*** Block opens ***

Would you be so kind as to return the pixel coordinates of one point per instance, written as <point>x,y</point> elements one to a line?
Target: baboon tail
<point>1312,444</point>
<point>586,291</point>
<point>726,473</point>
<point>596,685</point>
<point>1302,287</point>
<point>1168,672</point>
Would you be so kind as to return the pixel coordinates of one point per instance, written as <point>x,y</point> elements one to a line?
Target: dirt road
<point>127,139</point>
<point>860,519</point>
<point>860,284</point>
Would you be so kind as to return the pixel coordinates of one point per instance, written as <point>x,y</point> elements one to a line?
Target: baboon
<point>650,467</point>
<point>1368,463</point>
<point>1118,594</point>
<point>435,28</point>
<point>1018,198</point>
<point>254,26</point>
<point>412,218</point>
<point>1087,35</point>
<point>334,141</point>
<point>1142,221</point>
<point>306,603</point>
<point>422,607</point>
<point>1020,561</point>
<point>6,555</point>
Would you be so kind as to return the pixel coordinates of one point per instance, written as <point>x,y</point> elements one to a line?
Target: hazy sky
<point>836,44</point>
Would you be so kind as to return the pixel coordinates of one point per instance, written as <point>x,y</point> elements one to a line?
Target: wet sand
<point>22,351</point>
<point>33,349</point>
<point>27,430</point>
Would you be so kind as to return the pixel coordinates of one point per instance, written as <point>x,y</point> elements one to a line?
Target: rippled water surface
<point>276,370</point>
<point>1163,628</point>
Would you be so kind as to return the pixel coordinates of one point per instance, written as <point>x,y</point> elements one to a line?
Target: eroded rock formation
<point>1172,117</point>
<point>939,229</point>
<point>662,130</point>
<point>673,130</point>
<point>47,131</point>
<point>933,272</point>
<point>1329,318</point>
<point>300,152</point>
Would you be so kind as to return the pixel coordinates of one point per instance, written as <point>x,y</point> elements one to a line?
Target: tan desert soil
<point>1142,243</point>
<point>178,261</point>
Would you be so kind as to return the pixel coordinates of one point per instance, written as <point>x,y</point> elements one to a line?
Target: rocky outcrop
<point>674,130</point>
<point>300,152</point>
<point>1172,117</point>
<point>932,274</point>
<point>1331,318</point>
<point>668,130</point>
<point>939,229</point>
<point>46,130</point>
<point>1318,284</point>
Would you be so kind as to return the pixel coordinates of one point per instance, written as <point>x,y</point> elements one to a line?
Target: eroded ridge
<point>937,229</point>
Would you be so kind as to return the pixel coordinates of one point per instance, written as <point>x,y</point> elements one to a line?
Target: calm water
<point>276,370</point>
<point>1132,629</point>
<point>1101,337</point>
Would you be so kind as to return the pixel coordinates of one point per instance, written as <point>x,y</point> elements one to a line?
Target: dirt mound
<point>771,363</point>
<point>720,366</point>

*** Block closes ***

- [What you should do]:
Set the entries down again, unchanged and complete.

- [Solution to this exercise]:
Would you be so kind as to return the pixel coordinates of one point per instance, written as <point>x,y</point> elements one to a line?
Target: baboon tail
<point>1312,444</point>
<point>586,291</point>
<point>726,473</point>
<point>596,685</point>
<point>1302,287</point>
<point>1168,672</point>
Would you be so kind as to return the pixel coordinates of one point per instance, written as <point>x,y</point> elements one to a line?
Target: dirt road
<point>127,139</point>
<point>860,519</point>
<point>860,284</point>
Would you be so kind as to return the pixel coordinates of one point per instance, written as <point>x,y</point> elements one to a line?
Target: baboon
<point>650,467</point>
<point>1368,463</point>
<point>1118,594</point>
<point>435,28</point>
<point>1018,198</point>
<point>254,26</point>
<point>412,218</point>
<point>1087,35</point>
<point>334,141</point>
<point>1142,221</point>
<point>306,603</point>
<point>422,607</point>
<point>1020,561</point>
<point>6,555</point>
Would you be so kind as to return the pixel coordinates of one point per instance, written as <point>x,y</point> elements one to a line?
Target: hazy sky
<point>836,44</point>
Would you be so kind as to return the pixel coordinates of one point per instance, written as <point>x,y</point> elements one to a line?
Target: wet sand
<point>22,351</point>
<point>33,349</point>
<point>27,430</point>
Would you be so kind as to return the pixel coordinates of one point per instance, written as <point>x,y</point> elements one to a line?
Target: rippled water surface
<point>276,370</point>
<point>1163,628</point>
Would you be so kind as to return the pixel coordinates of one point per instance, written as <point>x,y</point> elements one to a line?
Target: eroded rock formation
<point>1172,117</point>
<point>939,229</point>
<point>662,130</point>
<point>673,130</point>
<point>47,131</point>
<point>933,272</point>
<point>1329,318</point>
<point>300,152</point>
Would you be so kind as to return the pixel coordinates of one point per instance, written as <point>x,y</point> elements one to a line?
Target: tan desert soil
<point>1142,243</point>
<point>178,261</point>
Would you be so kind as to return the pixel coordinates of one point per instance, written as <point>x,y</point> elements one to a line?
Target: rocky outcrop
<point>674,130</point>
<point>300,152</point>
<point>1172,117</point>
<point>932,274</point>
<point>1331,318</point>
<point>668,130</point>
<point>939,229</point>
<point>46,130</point>
<point>1318,284</point>
Would you be so kind as to return the pixel coordinates of one point per instance, written as <point>x,y</point> elements one to a line?
Target: eroded ridge
<point>937,229</point>
Would you be so kind as to return the pixel coordinates of one point per instance, written as <point>x,y</point> elements one to a line?
Target: calm water
<point>276,370</point>
<point>1132,629</point>
<point>1101,337</point>
Would you be so kind as to return the pixel coordinates of one point per instance, written as <point>x,y</point> elements one to a line?
Target: dirt mound
<point>771,363</point>
<point>720,366</point>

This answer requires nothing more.